◆ WHAT YOU WILL DO: Copy exactly every line below, from the first through the one that contains "positive clicks: (496, 378) (486, 379)", and skip all pictures.

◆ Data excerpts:

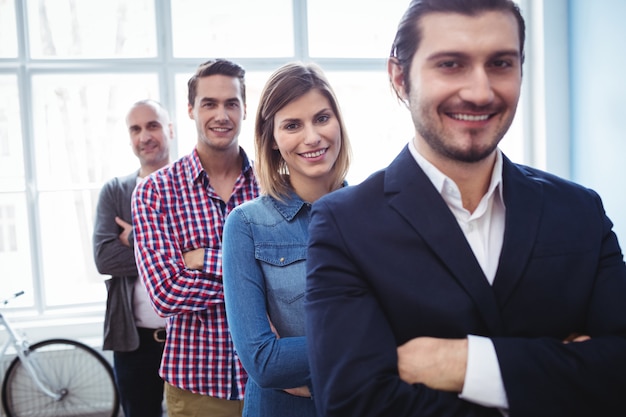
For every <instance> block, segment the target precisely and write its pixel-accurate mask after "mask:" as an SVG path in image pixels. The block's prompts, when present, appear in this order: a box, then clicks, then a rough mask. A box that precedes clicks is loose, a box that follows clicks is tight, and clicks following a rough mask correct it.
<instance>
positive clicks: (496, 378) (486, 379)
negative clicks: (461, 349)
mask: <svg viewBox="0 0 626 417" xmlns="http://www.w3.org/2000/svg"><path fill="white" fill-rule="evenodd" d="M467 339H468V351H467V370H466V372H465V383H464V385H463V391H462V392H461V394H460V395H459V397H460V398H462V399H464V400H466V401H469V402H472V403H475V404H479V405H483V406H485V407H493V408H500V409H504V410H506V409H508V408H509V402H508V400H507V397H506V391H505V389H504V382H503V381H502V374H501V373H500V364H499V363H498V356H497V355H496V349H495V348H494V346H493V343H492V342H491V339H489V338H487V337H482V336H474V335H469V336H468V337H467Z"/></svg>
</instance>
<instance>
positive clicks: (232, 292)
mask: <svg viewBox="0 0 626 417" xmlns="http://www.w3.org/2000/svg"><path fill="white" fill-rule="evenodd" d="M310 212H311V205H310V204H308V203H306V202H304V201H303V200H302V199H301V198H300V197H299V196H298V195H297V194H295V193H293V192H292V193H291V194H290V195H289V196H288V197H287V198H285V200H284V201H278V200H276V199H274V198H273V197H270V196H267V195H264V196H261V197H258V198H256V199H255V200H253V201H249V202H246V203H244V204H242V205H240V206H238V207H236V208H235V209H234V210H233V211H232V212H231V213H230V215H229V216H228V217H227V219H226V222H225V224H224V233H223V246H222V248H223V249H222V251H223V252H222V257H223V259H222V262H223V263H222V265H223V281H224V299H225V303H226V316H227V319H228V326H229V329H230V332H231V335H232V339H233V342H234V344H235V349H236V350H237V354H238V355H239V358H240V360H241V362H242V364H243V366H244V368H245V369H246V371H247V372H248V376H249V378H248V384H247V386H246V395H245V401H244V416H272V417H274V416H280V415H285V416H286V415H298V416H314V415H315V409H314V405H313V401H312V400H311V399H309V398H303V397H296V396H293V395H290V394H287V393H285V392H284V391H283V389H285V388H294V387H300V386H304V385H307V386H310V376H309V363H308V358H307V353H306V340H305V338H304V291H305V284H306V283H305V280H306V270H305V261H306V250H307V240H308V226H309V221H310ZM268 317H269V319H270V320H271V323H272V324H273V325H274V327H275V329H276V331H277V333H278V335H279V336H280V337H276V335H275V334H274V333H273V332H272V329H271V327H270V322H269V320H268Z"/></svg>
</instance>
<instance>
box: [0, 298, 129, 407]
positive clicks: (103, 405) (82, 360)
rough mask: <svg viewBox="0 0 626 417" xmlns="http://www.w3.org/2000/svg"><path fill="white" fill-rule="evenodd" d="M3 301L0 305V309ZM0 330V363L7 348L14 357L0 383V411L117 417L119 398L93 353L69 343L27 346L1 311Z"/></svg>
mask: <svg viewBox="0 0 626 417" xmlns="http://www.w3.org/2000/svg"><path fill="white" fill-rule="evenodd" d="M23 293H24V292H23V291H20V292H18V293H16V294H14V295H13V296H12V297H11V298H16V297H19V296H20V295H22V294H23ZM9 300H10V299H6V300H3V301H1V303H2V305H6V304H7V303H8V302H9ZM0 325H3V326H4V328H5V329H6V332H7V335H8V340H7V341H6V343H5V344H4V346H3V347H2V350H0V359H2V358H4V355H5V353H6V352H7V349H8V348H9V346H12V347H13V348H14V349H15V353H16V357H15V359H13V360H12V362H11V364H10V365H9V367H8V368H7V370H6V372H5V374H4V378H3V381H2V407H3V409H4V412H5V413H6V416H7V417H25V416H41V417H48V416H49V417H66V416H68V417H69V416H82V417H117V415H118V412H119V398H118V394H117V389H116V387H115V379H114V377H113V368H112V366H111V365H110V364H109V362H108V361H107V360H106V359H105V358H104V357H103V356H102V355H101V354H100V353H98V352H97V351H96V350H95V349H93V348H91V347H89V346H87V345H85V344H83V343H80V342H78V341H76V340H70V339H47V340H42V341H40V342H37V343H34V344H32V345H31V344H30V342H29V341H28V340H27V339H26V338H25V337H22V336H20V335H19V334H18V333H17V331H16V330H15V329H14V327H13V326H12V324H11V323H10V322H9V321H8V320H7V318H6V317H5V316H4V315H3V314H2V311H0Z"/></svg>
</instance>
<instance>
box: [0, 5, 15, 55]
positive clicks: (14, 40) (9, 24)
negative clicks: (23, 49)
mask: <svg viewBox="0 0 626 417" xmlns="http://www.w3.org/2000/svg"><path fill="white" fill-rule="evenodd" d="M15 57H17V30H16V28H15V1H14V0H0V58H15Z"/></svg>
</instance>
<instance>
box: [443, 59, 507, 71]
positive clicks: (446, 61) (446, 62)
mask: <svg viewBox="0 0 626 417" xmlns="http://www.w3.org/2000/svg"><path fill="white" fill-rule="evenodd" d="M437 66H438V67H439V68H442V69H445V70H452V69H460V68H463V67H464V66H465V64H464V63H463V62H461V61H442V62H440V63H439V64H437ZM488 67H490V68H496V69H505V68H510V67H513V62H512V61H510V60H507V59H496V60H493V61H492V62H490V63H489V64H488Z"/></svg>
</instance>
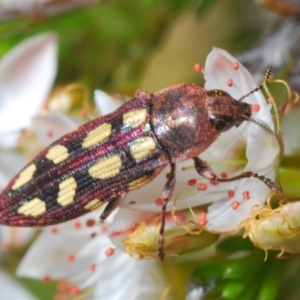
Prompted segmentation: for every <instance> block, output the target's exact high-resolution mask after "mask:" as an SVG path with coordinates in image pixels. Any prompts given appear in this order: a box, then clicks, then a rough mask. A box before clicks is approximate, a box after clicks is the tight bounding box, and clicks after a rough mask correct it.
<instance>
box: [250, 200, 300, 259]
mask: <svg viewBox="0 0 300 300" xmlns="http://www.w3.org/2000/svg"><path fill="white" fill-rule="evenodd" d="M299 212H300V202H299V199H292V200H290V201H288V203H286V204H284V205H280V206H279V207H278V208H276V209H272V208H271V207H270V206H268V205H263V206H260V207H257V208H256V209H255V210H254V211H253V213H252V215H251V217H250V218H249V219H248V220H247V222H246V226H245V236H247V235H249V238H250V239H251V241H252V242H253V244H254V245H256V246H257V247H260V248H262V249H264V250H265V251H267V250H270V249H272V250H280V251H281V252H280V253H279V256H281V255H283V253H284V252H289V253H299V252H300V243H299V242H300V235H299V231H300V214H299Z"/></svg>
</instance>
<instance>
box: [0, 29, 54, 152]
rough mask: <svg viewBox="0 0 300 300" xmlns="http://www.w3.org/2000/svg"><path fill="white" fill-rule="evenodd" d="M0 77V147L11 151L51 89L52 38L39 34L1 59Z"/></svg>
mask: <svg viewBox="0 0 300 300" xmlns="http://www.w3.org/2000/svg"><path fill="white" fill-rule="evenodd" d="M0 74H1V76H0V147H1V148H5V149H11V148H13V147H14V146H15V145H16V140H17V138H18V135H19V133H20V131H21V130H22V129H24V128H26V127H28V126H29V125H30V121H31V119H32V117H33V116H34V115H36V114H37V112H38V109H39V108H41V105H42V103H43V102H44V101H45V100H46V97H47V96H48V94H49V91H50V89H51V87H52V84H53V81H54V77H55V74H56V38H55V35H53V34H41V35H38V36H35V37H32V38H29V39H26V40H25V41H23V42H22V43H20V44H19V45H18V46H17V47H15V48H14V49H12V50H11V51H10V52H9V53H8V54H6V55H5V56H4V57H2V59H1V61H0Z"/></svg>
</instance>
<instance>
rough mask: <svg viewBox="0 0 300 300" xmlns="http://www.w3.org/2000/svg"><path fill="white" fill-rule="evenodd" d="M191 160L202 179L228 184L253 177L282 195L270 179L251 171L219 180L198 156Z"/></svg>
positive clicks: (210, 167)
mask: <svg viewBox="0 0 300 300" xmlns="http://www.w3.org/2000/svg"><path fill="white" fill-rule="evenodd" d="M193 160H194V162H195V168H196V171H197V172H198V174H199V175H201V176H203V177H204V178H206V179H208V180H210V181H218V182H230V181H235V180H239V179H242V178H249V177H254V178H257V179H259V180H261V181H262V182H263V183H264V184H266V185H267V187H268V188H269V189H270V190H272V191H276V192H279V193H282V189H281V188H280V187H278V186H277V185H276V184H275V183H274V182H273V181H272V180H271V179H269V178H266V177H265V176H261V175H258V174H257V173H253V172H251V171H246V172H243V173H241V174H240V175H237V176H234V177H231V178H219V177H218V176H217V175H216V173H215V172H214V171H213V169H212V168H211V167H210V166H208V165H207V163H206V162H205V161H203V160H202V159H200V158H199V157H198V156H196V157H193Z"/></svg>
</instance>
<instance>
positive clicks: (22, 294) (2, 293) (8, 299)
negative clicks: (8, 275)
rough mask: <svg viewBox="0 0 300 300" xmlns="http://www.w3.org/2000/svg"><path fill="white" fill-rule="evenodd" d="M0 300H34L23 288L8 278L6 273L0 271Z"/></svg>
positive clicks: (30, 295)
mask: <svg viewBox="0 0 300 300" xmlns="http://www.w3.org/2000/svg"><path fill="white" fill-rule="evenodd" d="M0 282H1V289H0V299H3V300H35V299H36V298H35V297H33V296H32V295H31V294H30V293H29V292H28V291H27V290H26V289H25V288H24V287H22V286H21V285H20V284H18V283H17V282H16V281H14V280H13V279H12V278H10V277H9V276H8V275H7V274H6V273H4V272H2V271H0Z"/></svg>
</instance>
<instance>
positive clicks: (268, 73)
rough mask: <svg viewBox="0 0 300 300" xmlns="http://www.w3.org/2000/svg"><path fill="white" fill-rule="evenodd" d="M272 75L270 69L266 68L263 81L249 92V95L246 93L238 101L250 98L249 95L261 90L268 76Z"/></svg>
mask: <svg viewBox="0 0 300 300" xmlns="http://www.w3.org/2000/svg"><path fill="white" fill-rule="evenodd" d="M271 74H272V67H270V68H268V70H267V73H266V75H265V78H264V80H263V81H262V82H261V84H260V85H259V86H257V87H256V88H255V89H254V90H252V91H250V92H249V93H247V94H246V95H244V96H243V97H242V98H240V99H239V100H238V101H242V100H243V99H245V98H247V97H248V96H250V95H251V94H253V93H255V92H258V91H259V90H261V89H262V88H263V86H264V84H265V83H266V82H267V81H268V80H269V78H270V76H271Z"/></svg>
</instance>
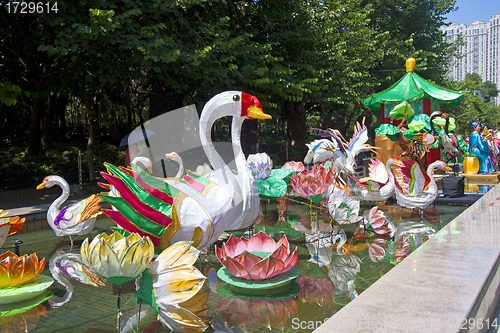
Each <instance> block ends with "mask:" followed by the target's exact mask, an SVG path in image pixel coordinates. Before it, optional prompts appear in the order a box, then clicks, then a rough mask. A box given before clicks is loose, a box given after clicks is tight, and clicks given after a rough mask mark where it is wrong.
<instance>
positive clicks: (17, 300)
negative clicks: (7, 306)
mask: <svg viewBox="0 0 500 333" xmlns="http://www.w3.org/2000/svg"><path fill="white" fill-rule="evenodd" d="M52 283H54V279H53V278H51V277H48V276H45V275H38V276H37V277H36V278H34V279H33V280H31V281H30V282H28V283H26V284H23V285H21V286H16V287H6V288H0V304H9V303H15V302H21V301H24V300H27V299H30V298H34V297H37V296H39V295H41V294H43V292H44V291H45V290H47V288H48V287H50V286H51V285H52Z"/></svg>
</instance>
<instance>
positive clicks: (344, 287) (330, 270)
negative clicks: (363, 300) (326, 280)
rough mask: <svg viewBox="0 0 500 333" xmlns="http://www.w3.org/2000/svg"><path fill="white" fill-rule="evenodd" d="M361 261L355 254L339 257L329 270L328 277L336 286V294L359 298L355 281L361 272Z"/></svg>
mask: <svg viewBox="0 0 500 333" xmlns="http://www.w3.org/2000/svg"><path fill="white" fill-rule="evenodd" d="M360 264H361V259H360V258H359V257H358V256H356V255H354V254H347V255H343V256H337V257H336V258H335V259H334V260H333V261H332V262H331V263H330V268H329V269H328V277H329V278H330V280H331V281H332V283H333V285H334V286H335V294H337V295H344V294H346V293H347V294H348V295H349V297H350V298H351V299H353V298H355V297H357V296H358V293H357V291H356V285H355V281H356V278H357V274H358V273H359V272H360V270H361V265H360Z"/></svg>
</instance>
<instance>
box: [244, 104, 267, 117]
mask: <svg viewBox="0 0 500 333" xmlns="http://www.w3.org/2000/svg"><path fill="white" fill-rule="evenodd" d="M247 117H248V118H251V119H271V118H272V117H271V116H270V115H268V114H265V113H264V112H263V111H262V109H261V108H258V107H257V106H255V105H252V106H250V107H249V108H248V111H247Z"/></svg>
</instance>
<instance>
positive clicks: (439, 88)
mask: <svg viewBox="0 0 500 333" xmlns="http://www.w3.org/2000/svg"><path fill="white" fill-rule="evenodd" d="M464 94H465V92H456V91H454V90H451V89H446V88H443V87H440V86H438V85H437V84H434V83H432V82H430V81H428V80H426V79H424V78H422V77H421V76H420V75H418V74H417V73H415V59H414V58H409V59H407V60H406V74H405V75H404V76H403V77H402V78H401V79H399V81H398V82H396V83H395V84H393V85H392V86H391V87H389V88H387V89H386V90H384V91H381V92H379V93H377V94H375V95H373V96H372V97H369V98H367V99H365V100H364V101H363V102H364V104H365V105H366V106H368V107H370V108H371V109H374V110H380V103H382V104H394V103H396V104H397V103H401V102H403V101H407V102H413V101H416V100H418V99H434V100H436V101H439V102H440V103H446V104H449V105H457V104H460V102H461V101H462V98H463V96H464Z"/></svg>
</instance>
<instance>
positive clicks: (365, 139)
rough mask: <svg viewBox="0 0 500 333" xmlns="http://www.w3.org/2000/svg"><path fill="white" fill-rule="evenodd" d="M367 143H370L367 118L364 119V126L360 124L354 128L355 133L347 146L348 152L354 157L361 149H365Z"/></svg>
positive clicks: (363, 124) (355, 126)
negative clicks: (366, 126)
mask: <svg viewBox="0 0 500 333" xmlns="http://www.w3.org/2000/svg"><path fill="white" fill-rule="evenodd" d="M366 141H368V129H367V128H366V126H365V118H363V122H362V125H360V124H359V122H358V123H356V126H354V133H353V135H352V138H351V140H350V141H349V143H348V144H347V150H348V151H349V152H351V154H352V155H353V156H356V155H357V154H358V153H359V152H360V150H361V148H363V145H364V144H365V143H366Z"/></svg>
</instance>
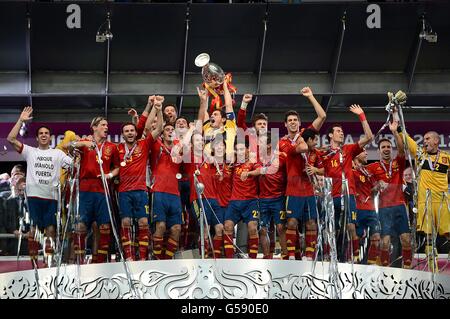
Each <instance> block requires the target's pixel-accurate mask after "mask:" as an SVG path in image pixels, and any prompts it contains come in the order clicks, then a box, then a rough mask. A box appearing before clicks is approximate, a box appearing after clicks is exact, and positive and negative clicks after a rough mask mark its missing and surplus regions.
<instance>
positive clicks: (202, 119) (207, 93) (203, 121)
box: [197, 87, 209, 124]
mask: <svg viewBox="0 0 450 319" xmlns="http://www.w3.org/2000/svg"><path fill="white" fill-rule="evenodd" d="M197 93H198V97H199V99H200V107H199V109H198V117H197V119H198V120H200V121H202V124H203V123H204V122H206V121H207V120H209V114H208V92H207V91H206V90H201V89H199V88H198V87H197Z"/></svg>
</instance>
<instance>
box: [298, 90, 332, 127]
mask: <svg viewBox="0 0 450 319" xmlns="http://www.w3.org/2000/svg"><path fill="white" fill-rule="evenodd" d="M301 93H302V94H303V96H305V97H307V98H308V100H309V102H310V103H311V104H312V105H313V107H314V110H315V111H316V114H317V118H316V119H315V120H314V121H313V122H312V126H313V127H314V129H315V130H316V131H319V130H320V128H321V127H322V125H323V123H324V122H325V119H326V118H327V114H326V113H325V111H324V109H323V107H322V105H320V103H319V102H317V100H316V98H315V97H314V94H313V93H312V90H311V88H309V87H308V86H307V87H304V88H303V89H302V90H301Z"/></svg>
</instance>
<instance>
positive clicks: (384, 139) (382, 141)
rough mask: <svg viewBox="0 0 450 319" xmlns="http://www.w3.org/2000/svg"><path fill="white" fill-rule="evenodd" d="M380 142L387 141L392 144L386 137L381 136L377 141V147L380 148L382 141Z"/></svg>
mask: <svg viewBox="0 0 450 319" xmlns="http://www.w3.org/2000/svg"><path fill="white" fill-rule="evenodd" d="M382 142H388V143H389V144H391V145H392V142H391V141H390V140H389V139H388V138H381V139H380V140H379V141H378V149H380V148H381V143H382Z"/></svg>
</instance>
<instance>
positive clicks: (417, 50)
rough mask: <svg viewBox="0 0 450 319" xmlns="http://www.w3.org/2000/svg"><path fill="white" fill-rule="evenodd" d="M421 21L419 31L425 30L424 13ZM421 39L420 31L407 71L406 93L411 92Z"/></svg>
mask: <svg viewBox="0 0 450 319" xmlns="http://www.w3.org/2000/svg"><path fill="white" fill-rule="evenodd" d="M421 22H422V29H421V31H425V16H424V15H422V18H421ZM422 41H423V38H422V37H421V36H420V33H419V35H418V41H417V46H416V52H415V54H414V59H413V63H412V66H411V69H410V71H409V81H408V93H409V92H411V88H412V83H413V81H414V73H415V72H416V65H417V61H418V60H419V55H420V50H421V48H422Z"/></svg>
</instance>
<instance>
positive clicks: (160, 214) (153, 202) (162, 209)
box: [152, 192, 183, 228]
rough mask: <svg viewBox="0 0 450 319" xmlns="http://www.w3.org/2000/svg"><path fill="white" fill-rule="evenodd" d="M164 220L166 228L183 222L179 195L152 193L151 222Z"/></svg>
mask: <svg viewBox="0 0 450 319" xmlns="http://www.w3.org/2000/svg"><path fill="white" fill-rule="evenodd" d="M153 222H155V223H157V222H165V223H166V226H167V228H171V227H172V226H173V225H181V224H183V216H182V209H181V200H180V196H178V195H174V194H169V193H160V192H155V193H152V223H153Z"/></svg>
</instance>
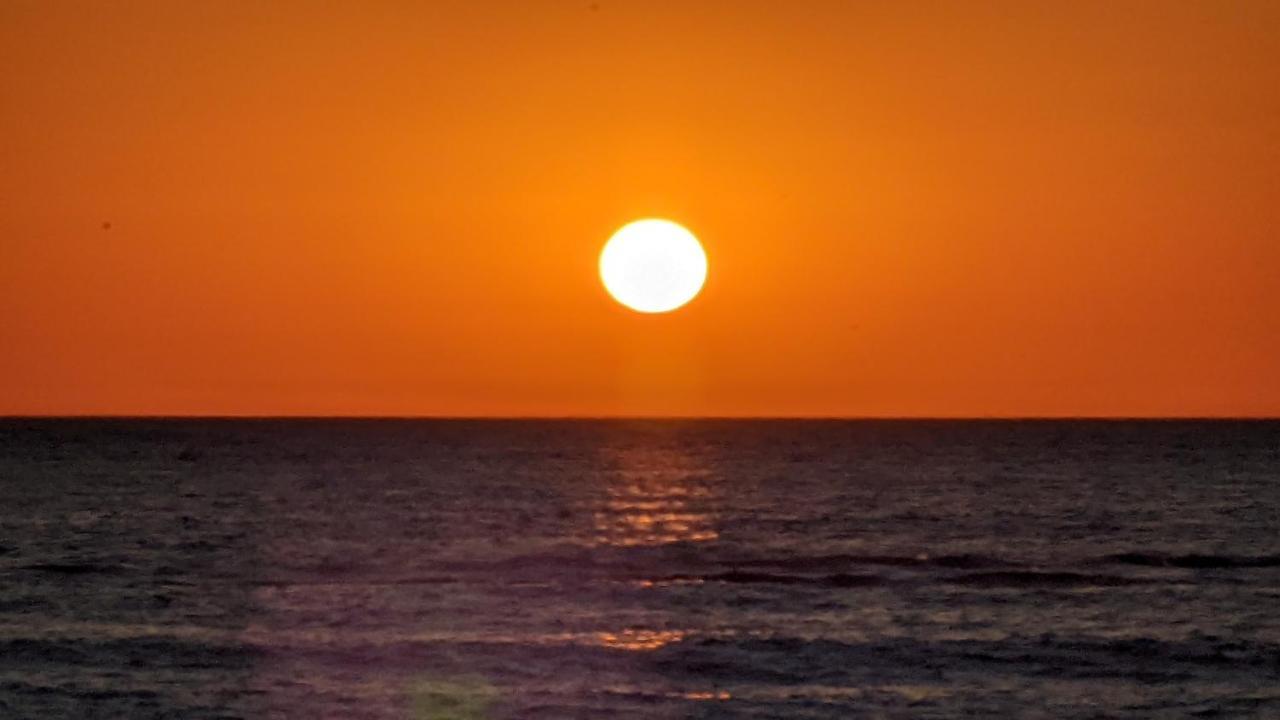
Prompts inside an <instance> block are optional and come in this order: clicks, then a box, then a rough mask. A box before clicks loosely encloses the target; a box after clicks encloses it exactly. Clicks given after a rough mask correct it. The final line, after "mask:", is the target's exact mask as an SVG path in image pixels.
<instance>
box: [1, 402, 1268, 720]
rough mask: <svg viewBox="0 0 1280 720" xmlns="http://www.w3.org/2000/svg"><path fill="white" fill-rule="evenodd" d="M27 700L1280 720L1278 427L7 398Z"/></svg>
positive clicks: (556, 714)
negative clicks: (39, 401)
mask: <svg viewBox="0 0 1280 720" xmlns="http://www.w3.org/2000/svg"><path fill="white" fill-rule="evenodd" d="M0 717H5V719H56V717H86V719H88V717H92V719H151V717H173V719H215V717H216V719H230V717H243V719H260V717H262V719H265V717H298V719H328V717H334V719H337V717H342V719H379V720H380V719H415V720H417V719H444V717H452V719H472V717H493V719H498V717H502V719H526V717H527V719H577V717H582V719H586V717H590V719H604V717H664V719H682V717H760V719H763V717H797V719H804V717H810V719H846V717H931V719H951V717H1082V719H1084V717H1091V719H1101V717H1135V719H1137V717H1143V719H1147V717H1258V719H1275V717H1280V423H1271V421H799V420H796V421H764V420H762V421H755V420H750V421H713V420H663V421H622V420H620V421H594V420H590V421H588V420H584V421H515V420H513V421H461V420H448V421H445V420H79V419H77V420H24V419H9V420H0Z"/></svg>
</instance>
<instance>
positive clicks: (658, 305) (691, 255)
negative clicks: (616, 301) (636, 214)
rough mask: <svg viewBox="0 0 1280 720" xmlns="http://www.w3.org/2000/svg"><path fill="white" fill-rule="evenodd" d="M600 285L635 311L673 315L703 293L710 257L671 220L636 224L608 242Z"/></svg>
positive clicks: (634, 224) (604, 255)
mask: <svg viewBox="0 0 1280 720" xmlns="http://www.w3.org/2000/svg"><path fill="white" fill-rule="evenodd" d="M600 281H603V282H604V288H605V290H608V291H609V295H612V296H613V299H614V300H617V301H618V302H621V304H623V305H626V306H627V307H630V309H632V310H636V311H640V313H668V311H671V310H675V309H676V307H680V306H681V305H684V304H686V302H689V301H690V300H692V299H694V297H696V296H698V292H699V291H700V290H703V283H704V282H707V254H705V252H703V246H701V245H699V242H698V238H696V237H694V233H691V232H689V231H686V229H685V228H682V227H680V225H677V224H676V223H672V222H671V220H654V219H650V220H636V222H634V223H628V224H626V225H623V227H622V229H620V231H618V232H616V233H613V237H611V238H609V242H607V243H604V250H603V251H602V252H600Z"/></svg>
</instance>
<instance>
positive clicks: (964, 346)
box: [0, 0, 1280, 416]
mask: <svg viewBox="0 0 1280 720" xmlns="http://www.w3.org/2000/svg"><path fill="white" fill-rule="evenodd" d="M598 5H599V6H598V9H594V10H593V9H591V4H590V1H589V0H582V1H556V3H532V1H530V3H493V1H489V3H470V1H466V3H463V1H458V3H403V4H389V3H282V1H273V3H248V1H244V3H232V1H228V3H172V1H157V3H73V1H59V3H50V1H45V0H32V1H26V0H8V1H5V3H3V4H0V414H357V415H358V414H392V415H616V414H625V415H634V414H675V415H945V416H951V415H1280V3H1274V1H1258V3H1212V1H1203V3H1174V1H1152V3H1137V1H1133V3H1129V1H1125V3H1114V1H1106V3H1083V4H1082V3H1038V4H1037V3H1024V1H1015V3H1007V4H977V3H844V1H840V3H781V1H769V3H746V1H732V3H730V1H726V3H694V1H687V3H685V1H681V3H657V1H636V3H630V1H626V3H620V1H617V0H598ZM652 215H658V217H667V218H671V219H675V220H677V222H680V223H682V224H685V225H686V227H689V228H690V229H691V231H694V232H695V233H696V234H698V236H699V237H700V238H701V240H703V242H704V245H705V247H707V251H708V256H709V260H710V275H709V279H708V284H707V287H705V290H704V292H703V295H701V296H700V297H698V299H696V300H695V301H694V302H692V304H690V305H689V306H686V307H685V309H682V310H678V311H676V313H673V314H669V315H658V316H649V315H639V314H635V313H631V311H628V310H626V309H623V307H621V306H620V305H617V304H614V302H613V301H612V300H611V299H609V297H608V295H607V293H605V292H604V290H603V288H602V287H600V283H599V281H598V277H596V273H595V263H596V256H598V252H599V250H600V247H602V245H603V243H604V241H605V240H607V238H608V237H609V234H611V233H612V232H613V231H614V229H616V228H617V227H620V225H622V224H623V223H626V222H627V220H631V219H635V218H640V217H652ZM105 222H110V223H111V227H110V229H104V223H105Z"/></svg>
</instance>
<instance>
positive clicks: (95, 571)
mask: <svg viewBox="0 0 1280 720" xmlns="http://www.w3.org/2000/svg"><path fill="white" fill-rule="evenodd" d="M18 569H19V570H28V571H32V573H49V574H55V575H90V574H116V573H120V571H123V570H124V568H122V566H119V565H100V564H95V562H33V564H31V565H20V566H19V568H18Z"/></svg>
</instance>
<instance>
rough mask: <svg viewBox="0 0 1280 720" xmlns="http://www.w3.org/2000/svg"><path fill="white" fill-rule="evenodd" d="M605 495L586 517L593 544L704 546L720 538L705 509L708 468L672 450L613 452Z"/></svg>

◆ WRITTEN ANSWER:
For every <instance> block, segment the target precisely and write its pixel-accurate mask after "mask:" as an SVG path in image pixels. The block's prompts, when present, appear in this order: a box, then clicks, then a rough mask. A box that precedes clicks is loose, a box that follows clicks is tight, and clicks following a rough mask correct it.
<instance>
positive clicks: (496, 378) (486, 379)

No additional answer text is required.